##### Records supplied
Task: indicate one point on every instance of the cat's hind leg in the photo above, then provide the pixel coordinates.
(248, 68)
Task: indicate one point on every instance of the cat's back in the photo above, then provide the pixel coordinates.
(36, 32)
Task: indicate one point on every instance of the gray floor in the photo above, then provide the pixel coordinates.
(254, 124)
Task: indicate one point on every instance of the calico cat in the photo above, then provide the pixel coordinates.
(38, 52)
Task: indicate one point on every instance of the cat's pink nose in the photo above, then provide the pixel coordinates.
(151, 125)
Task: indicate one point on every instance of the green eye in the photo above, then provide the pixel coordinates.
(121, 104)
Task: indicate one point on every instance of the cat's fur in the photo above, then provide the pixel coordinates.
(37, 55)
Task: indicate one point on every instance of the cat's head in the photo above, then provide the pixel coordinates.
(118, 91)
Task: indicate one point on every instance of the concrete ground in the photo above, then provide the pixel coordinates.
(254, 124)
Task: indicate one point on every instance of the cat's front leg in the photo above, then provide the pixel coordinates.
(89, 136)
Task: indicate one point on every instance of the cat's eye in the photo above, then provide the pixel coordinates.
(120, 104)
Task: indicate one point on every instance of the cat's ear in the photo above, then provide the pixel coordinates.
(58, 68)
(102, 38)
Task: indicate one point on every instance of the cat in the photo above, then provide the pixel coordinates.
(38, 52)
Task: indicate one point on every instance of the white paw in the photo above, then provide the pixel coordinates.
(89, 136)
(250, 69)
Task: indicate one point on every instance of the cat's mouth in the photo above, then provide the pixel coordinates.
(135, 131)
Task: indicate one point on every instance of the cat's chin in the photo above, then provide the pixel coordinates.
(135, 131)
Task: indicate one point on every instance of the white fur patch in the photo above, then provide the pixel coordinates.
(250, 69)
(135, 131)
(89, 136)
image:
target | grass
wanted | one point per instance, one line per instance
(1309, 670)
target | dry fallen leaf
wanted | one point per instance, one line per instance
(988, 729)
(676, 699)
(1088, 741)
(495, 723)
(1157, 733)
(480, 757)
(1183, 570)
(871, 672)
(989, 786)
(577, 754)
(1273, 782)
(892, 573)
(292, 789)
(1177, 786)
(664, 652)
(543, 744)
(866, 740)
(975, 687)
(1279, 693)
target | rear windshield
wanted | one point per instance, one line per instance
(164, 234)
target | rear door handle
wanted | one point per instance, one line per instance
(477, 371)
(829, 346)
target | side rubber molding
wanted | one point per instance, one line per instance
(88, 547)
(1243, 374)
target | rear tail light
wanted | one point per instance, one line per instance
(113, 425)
##########
# Exercise directions:
What is needed here is an exact transcription of the records above.

# Final answer:
Task: indicate one point on every instance of the cat's hind leg in the photo above, then provide the pixel coordinates.
(248, 68)
Task: indicate one point on every instance of the cat's back in the photo above, then provide the pixel coordinates.
(36, 32)
Task: indicate one point on every instance of the gray floor in the photo above, then provide the pixel coordinates.
(254, 124)
Task: indicate one point on every instance of the calico cat in the photo above, then provide the pixel coordinates.
(38, 52)
Task: indicate one point on every instance of the cat's pink nose in the photo above, then provide the pixel coordinates.
(151, 125)
Task: indicate one point on every instance of the green eye in the photo above, then provide the pixel coordinates.
(121, 104)
Task: indicate one point on every instance of the cat's fur in the photo above, then provide the pixel coordinates.
(37, 55)
Task: indicate one point on every instance of the cat's head in the photo above, then provide the pixel coordinates.
(118, 91)
Task: indicate one point on every instance of the concrete ground in the photo above, then provide the pixel coordinates.
(254, 124)
Task: indicate one point on every instance of the cat's front leg in the photo above, then provide the pixel coordinates.
(89, 136)
Task: indicate one point on every instance of the cat's eye in the photo above, then provide the pixel coordinates.
(120, 104)
Task: indicate one point on every instance of the cat's ear in the photo above, then provide the pixel coordinates.
(58, 68)
(102, 38)
Task: indicate one point on every instance of the cat in the photo above, then provide the pixel coordinates.
(38, 52)
Task: indicate one point on every instance of the white paw in the photo above, then provide the pixel coordinates.
(89, 136)
(250, 69)
Task: indicate one point on every instance of the cat's mouth in the photo above, then provide the pixel coordinates.
(135, 131)
Task: indicate one point on every instance of the cat's chin in the photo above, then provide the pixel coordinates.
(135, 131)
Task: indicate one point on every instance of the white fur patch in the photo above, then provide the pixel coordinates.
(250, 69)
(135, 131)
(89, 136)
image:
target | grass
wanted | one point per instance, one line per instance
(1309, 670)
target | dry fallen leaf
wanted | one point per instance, one line per instance
(988, 729)
(676, 699)
(1088, 741)
(495, 723)
(1157, 733)
(480, 757)
(1183, 570)
(871, 672)
(989, 786)
(577, 754)
(1273, 782)
(892, 573)
(292, 789)
(1177, 786)
(664, 652)
(543, 744)
(866, 740)
(975, 687)
(1279, 693)
target | rear windshield
wanted | one point per instance, one line per instance
(164, 234)
target | rear door handle
wanted | one point per instance, one line per instance
(477, 371)
(829, 346)
target | side rubber molding
wanted | one point per instance, one line per instance
(88, 547)
(1243, 374)
target | rear tail light
wanted | one point per instance, one line per instance
(113, 425)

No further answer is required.